--- Что сделать ---
**1.** Скажите про каждое утверждение, верно ли оно по отрывку о начале войны: (a) Гитлер начал войну в 1939 году; (b) стратеги Гитлера считали 1939 год удачным временем для войны; (c) одна из причин нападения на Советский Союз — страх, что Сталин ударит первым. На каждое ответьте «да» или «нет» и приведите решающие слова отрывка в точности.
**2.** Процитируйте часть отрывка о начале войны слово в слово: начните с места, где стоят слова «Да, наращивание вооружений, необходимых», и остановитесь после слов «еще пойдет ниже.».

== Отрывок текста ==

Да, наращивание вооружений, необходимых Гитлеру и Сталину для войны за мировое господство, должно было принести плоды к середине 40-х годов, но, как мы знаем, фюрер развязал ее уже в 1939 году. Многие его стратеги справедливо считали эту дату крайне преждевременной и в конечном счете оказались правы. Но Гитлер проявил столь свойственную ему самонадеянность, которая поначалу казалась оправданной после его первых ошеломительных успехов в Западной Европе. Именно этими успехами и было вызвано его явно преждевременное (с точки зрения готовности Германии к длительной войне) нападение на Советский Союз. Была также и другая причина: фюрер боялся, что Сталин ударит первым, о чем речь еще пойдет ниже.

===
== Список ==

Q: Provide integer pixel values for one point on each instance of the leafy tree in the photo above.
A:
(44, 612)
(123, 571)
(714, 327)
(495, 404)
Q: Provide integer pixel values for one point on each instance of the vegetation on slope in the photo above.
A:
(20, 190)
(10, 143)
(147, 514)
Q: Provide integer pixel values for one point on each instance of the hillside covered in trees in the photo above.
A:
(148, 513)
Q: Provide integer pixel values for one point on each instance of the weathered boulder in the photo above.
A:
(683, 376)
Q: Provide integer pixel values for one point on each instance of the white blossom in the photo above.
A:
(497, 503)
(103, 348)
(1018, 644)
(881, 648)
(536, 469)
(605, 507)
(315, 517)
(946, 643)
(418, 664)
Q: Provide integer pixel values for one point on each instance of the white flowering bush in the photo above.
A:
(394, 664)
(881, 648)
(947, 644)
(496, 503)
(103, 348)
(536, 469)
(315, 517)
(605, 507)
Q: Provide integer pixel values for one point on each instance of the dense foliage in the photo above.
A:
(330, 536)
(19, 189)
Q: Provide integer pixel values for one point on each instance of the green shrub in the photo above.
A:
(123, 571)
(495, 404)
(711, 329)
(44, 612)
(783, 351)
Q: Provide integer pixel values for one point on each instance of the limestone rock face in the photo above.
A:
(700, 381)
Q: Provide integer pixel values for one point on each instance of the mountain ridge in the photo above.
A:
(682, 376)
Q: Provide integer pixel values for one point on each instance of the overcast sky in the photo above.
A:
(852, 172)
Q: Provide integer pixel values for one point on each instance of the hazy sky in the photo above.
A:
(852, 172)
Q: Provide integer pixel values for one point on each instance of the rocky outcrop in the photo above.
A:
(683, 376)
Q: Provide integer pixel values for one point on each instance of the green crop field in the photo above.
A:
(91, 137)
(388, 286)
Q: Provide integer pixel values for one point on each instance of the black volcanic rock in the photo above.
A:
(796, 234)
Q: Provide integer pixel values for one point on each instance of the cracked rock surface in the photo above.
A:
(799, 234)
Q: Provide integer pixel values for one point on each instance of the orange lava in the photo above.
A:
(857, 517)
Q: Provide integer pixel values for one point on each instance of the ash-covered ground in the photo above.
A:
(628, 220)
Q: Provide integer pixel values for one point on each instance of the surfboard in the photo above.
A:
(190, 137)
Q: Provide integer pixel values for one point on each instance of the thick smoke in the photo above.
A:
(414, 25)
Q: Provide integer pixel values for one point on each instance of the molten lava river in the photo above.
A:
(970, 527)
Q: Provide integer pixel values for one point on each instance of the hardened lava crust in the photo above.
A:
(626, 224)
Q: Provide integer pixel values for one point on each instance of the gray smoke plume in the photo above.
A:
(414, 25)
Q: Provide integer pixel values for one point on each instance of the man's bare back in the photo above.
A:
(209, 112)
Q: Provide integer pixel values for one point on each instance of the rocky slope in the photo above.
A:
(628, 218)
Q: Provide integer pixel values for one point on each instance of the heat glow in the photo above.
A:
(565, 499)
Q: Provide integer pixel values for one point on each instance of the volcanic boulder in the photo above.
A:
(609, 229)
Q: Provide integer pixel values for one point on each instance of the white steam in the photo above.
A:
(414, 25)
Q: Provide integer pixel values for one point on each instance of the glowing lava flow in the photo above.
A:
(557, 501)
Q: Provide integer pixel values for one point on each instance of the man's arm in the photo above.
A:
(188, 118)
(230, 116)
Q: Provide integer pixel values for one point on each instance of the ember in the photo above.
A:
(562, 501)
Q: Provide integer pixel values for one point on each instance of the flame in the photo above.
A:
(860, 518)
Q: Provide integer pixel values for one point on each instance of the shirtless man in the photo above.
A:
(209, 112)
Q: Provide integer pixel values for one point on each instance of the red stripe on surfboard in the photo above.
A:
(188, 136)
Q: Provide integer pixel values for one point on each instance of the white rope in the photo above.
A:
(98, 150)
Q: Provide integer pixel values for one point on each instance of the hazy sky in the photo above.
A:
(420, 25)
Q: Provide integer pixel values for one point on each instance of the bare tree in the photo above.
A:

===
== Список ==

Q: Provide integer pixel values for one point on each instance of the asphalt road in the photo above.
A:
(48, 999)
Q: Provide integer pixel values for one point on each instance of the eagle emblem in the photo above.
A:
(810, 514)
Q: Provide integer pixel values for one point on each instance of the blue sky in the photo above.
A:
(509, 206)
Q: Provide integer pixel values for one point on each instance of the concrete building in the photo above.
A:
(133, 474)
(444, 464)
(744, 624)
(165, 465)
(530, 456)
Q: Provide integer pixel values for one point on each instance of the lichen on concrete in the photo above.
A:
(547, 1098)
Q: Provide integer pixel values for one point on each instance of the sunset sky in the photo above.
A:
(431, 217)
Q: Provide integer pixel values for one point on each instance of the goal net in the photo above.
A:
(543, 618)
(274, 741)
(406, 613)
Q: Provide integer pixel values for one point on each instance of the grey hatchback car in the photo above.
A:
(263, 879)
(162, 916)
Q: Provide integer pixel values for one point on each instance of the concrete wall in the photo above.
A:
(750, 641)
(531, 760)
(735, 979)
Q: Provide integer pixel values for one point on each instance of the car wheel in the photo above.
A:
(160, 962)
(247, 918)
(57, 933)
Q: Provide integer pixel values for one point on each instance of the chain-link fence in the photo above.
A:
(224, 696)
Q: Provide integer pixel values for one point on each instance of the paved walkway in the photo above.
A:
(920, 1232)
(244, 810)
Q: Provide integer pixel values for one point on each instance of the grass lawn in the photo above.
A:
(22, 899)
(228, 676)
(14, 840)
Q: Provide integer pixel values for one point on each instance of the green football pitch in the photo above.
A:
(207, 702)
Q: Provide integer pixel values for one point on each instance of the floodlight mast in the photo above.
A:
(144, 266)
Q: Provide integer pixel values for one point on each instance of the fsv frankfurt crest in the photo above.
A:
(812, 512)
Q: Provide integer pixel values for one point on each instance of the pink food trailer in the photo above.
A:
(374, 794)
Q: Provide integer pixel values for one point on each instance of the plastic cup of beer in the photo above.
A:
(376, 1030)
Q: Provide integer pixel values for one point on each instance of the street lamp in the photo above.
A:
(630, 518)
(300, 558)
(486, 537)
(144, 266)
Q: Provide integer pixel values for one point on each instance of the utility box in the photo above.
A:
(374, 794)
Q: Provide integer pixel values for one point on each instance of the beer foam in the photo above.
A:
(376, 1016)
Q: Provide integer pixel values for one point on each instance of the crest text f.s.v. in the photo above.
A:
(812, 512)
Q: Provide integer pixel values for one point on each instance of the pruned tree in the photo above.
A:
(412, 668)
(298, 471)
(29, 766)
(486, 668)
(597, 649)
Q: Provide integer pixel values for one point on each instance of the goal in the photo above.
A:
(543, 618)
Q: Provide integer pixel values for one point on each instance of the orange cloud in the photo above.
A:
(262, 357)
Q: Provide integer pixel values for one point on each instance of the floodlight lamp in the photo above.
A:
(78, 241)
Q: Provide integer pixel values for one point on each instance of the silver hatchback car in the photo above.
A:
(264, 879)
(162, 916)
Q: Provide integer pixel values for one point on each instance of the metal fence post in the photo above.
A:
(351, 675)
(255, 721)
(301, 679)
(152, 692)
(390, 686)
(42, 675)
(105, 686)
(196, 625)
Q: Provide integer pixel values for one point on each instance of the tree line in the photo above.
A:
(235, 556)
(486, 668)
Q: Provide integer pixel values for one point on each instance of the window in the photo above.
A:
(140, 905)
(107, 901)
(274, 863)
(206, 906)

===
== Список ==

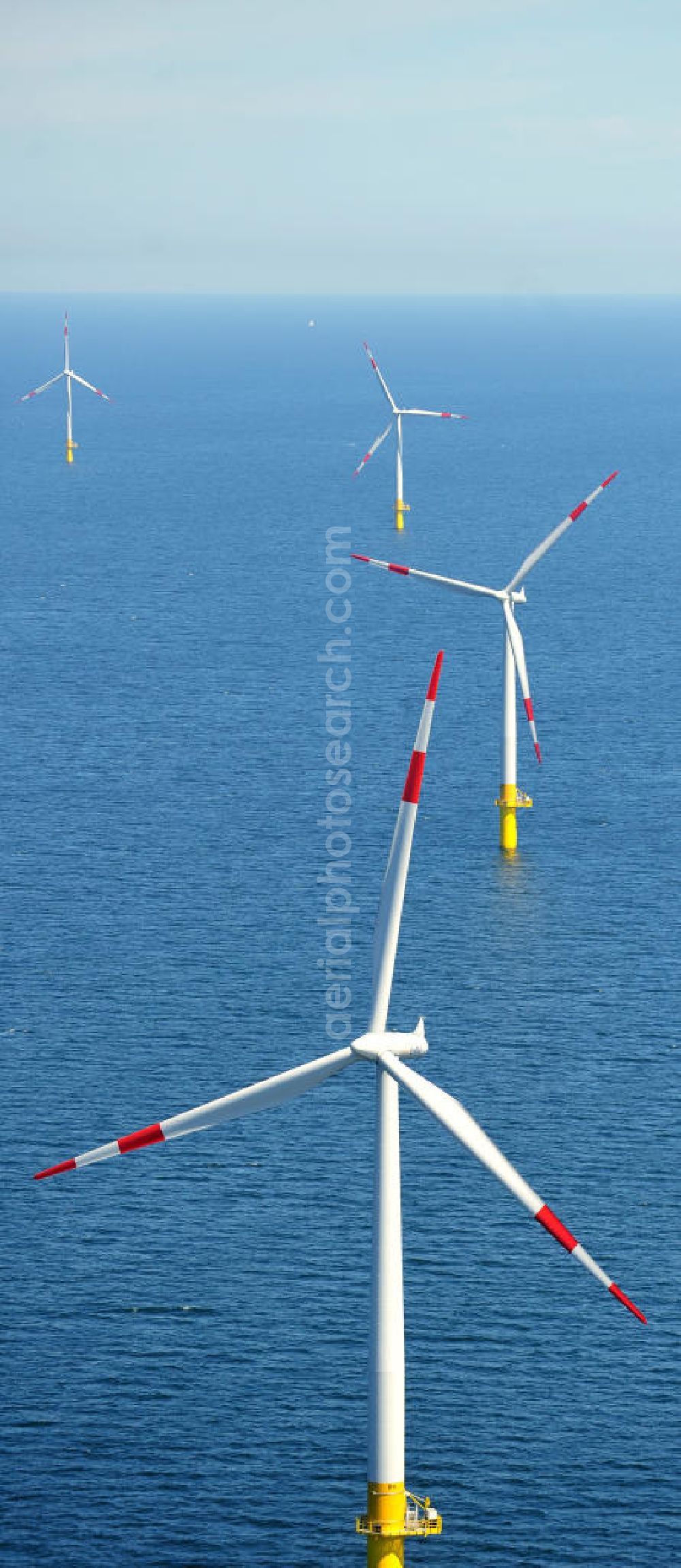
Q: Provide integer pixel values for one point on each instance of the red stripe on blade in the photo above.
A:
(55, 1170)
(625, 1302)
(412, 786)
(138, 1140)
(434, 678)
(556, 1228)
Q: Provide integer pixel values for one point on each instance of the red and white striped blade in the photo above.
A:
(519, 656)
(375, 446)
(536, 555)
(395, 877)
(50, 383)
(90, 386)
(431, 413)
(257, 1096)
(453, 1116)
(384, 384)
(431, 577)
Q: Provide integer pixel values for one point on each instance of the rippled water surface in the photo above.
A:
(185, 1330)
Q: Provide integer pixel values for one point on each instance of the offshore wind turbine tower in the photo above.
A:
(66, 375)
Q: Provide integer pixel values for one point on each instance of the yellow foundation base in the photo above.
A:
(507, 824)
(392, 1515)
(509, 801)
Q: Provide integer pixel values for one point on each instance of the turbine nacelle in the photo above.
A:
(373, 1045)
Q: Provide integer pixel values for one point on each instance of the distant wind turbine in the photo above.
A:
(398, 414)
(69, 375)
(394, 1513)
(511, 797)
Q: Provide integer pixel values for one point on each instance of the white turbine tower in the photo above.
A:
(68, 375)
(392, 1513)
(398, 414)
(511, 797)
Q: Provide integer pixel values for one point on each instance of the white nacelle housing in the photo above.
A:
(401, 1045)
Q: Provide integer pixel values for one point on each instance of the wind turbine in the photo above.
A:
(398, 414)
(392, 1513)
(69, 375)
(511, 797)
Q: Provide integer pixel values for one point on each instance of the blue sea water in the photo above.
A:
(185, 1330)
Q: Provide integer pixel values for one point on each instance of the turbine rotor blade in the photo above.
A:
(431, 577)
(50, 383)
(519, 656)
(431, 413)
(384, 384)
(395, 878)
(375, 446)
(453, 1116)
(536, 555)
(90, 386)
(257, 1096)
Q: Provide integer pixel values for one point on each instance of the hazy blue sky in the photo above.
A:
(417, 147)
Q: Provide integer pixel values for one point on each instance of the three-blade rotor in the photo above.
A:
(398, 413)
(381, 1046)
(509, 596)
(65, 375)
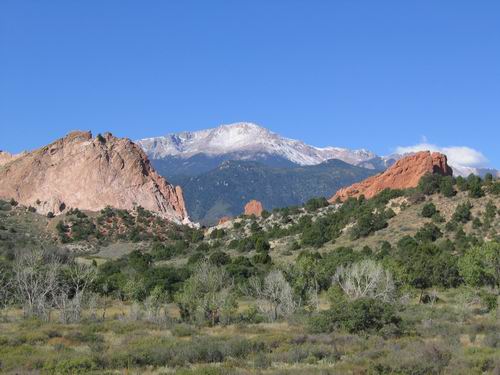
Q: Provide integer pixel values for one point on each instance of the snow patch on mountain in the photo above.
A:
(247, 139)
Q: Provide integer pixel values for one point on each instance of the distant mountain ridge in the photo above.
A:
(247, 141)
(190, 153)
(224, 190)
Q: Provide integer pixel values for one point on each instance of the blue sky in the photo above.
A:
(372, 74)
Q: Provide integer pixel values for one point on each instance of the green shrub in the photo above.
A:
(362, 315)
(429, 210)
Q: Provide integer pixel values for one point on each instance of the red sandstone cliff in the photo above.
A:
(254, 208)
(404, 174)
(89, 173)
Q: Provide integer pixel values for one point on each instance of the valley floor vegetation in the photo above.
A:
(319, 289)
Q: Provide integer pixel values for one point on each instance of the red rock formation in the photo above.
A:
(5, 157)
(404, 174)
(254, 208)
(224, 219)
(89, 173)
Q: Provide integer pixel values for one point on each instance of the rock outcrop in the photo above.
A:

===

--- Полные ответы ---
**1.**
(a) Да: «фюрер развязал ее уже в 1939 году».
(b) Нет: «Многие его стратеги справедливо считали эту дату крайне преждевременной».
(c) Да: «фюрер боялся, что Сталин ударит первым».

**2.**
Да, наращивание вооружений, необходимых Гитлеру и Сталину для войны за мировое господство, должно было принести плоды к середине 40-х годов, но, как мы знаем, фюрер развязал ее уже в 1939 году. Многие его стратеги справедливо считали эту дату крайне преждевременной и в конечном счете оказались правы. Но Гитлер проявил столь свойственную ему самонадеянность, которая поначалу казалась оправданной после его первых ошеломительных успехов в Западной Европе. Именно этими успехами и было вызвано его явно преждевременное (с точки зрения готовности Германии к длительной войне) нападение на Советский Союз. Была также и другая причина: фюрер боялся, что Сталин ударит первым, о чем речь еще пойдет ниже.